━━━ DATA PROVIDED ━━━
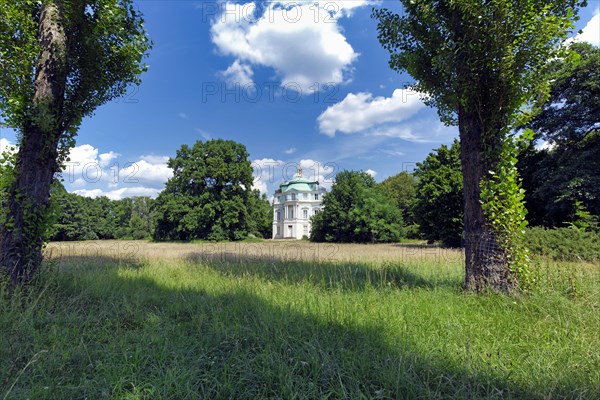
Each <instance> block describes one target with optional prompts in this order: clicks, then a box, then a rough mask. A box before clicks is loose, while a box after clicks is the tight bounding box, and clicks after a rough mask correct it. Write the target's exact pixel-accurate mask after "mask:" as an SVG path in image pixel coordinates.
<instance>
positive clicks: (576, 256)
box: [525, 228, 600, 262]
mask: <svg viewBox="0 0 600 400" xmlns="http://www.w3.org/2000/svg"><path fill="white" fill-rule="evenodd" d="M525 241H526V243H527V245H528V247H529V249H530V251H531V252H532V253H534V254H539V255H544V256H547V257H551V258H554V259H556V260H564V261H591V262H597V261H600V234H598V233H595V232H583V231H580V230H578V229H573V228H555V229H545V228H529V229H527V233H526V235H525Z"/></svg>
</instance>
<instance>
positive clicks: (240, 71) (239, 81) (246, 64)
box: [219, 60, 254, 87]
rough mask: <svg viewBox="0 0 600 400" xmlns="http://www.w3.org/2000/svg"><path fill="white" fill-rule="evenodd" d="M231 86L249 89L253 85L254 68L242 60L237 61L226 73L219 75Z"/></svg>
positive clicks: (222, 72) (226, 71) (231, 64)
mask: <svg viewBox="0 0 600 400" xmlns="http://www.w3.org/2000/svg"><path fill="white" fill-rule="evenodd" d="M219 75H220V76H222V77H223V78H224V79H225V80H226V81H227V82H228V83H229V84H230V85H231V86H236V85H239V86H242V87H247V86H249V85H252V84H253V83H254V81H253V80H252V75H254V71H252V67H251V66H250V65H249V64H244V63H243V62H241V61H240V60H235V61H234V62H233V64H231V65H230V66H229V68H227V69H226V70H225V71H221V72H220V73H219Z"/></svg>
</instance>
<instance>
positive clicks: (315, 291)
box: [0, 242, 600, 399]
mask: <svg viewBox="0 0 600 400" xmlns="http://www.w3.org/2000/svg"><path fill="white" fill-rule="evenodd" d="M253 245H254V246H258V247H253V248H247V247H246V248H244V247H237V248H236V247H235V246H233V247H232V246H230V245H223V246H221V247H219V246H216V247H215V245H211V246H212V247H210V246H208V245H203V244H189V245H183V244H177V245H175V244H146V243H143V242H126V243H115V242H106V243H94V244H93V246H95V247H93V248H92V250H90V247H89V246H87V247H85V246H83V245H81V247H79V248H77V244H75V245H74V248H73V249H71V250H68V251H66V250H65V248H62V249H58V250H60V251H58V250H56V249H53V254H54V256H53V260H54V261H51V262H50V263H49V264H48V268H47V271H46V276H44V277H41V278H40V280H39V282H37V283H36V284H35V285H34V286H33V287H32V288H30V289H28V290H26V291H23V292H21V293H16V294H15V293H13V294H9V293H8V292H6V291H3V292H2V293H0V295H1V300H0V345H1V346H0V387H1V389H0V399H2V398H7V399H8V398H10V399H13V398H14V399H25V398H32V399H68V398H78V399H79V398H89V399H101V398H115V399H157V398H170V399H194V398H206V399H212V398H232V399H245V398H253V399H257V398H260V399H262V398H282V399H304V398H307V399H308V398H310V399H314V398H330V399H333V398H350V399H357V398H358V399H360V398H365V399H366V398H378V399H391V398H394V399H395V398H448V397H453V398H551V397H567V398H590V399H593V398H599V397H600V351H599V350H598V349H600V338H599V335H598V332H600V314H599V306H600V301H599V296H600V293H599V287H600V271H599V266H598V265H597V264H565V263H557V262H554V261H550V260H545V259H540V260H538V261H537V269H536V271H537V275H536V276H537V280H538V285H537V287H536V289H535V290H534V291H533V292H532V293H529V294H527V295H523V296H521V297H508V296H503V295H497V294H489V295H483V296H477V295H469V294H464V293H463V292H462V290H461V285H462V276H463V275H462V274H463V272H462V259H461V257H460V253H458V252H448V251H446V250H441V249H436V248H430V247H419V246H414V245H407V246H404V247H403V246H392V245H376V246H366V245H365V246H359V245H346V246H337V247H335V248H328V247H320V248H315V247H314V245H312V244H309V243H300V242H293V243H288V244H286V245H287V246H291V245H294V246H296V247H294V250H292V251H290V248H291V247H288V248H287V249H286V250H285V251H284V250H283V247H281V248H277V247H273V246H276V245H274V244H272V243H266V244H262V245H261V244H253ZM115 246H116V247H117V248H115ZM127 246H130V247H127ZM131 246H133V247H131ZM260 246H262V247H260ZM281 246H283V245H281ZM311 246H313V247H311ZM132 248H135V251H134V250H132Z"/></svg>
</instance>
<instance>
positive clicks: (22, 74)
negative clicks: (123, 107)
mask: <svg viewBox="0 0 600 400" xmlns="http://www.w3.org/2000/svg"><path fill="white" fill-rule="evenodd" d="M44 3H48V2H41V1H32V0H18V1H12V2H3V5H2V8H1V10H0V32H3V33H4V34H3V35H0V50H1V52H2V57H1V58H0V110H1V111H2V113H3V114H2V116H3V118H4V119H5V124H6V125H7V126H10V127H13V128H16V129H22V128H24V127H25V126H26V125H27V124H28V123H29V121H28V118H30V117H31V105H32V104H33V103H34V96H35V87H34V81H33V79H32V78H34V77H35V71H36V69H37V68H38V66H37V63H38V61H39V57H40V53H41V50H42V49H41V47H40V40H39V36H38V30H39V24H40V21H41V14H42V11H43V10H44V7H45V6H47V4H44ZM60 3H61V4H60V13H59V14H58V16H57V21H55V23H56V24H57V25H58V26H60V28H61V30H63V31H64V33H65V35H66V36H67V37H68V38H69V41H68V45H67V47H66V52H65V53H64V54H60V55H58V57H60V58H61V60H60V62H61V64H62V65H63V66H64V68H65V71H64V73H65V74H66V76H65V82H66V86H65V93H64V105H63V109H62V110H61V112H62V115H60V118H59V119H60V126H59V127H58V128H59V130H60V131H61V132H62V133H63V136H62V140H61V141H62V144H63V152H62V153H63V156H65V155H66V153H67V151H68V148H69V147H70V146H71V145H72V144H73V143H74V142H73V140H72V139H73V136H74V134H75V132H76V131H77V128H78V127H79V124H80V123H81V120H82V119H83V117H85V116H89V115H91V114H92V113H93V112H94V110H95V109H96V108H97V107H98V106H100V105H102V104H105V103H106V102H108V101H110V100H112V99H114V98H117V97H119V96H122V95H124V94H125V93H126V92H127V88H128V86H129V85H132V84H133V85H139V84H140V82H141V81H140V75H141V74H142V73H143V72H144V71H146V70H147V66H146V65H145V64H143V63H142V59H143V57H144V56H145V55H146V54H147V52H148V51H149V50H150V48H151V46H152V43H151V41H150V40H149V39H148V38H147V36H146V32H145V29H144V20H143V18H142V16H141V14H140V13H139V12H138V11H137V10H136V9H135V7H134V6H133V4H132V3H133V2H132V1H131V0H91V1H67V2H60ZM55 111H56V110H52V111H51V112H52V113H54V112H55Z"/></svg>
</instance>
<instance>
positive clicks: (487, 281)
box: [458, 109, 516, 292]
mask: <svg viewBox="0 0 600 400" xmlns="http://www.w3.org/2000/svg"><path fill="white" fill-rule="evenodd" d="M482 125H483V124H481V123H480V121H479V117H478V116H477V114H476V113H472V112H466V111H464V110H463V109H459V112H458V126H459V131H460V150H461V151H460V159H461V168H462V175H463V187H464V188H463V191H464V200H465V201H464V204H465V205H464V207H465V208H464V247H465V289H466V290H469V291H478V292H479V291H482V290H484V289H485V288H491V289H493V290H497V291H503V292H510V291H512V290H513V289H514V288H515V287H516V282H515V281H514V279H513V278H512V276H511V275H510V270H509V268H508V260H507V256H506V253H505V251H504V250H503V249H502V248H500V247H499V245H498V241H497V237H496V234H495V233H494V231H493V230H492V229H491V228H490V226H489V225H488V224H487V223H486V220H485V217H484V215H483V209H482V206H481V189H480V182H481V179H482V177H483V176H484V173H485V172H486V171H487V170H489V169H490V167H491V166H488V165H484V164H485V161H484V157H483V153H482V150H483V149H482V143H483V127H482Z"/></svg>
━━━
━━━ DATA PROVIDED ━━━
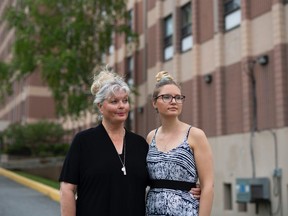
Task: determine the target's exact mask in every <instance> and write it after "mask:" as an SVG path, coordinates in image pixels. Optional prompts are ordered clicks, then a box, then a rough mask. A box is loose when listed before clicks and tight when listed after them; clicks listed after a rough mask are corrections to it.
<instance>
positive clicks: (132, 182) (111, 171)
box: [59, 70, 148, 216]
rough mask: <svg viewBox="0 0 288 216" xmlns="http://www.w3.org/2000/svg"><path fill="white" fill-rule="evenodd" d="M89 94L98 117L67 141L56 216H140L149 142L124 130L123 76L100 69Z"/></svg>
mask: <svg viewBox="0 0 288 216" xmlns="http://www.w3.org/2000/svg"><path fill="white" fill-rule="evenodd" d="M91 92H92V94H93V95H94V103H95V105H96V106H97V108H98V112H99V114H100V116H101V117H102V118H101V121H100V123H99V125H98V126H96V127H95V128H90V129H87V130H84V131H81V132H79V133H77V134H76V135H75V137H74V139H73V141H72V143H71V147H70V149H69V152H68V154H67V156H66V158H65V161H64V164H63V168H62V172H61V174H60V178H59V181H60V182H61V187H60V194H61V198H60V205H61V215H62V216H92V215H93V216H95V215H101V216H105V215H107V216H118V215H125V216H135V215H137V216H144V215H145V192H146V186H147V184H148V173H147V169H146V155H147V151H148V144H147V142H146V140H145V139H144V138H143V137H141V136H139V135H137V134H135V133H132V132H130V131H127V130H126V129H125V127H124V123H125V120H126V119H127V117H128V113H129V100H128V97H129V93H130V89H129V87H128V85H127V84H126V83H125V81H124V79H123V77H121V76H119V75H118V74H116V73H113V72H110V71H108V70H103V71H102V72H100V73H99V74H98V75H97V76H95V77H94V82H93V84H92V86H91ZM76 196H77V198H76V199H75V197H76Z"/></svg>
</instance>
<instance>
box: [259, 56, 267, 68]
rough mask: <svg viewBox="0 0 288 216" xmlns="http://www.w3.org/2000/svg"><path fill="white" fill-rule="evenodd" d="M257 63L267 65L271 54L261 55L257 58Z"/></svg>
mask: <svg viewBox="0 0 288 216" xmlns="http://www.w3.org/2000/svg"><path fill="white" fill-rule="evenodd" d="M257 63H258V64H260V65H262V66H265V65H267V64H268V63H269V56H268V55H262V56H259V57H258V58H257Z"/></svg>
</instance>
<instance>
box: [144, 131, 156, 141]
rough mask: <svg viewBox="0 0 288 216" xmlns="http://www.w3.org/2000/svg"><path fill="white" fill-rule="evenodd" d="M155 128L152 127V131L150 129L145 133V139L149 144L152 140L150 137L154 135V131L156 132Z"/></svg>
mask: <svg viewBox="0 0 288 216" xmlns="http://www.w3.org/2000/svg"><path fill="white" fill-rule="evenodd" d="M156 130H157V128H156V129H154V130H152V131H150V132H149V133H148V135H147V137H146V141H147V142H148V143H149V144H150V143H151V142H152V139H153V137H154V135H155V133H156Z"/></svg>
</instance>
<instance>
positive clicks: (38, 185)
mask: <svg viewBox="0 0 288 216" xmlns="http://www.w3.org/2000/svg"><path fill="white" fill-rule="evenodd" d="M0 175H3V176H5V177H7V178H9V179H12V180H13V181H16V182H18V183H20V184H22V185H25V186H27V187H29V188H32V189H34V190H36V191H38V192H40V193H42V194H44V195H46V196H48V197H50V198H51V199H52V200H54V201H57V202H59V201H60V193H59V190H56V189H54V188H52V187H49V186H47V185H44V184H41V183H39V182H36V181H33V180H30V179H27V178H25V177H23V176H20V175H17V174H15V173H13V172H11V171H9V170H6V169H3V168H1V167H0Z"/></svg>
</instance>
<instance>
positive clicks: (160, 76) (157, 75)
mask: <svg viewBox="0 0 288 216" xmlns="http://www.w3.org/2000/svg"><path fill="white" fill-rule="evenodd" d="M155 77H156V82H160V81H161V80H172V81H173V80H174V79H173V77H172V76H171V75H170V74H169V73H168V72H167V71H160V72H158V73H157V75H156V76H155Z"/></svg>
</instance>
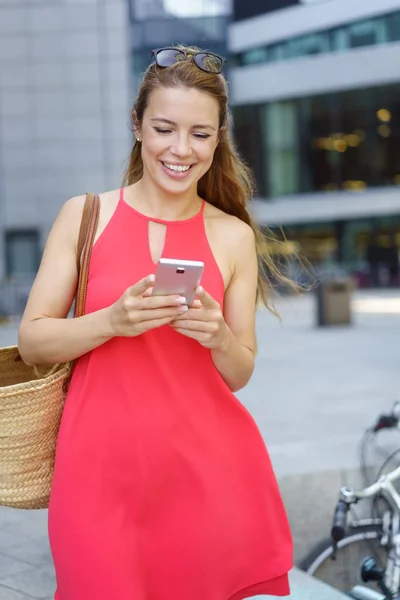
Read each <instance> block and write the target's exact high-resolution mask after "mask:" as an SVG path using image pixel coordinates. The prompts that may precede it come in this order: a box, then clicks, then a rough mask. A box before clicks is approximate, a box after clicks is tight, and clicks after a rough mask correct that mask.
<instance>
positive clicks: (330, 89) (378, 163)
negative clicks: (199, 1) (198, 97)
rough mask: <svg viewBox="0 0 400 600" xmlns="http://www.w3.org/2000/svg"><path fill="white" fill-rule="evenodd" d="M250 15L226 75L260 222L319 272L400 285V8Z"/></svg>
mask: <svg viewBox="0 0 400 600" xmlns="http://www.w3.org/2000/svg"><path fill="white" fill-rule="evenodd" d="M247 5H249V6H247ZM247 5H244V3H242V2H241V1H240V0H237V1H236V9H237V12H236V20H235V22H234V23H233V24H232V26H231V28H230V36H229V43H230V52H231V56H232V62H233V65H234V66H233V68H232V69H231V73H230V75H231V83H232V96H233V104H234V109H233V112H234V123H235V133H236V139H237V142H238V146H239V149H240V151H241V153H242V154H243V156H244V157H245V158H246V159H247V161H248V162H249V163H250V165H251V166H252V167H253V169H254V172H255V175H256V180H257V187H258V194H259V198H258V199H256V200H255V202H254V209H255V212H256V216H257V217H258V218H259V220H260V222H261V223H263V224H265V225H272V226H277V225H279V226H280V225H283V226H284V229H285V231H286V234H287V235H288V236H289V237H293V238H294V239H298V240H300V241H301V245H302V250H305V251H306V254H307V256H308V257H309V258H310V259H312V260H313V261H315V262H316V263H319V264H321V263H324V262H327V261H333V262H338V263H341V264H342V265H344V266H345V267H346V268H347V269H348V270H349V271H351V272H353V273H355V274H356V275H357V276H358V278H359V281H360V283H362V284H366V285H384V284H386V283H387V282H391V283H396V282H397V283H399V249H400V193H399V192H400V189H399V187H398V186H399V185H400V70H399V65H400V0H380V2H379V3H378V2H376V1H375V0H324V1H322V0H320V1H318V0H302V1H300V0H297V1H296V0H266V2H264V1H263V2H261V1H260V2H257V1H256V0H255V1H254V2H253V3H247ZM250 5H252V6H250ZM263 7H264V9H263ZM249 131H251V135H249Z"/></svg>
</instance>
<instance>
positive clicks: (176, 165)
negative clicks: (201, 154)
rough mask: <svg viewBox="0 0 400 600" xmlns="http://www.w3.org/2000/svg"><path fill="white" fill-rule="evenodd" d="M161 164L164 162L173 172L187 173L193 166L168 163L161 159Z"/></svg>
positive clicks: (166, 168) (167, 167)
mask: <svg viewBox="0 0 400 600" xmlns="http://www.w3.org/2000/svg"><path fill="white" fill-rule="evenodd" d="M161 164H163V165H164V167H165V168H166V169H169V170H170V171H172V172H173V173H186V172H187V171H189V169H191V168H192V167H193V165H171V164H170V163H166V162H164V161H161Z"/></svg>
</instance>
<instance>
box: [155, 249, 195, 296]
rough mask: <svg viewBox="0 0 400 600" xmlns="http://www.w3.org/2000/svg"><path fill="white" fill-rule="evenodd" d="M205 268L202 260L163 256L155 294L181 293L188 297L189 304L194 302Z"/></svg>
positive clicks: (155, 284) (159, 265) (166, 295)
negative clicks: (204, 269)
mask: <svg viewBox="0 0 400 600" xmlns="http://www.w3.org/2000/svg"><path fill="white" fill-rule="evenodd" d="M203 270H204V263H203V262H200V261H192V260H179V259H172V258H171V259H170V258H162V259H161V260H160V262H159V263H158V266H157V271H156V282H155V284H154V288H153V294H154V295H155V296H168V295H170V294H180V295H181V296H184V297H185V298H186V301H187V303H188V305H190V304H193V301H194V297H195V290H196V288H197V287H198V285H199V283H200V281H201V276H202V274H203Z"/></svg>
━━━
> _ABOUT THIS EXERCISE_
For the listing above, print only the lines starting at the line containing "Each <instance> block describes" and ending at the line containing "86L249 89L253 85L254", exactly, both included.

> _EXERCISE ANSWER_
Each <instance> block describes one target with optional prompts in this order: clicks, then a box, then a rough mask. A box before clicks is loose, while a box after clicks is the tight bounding box, and clicks after a rough mask correct it. Write the target's exact pixel-accurate mask after "mask:" as an SVG path in image pixel coordinates.
<instance>
positive clicks: (576, 256)
box: [525, 228, 600, 262]
mask: <svg viewBox="0 0 600 400" xmlns="http://www.w3.org/2000/svg"><path fill="white" fill-rule="evenodd" d="M525 241H526V243H527V245H528V247H529V249H530V251H531V252H532V253H534V254H539V255H544V256H547V257H551V258H554V259H556V260H564V261H591V262H597V261H600V234H598V233H595V232H583V231H580V230H578V229H573V228H555V229H545V228H529V229H527V233H526V235H525Z"/></svg>
</instance>
<instance>
positive clicks: (240, 71) (239, 81) (246, 64)
box: [219, 60, 254, 87]
rough mask: <svg viewBox="0 0 600 400" xmlns="http://www.w3.org/2000/svg"><path fill="white" fill-rule="evenodd" d="M231 86L249 89L253 85L254 68L242 60L237 61L226 73L219 75Z"/></svg>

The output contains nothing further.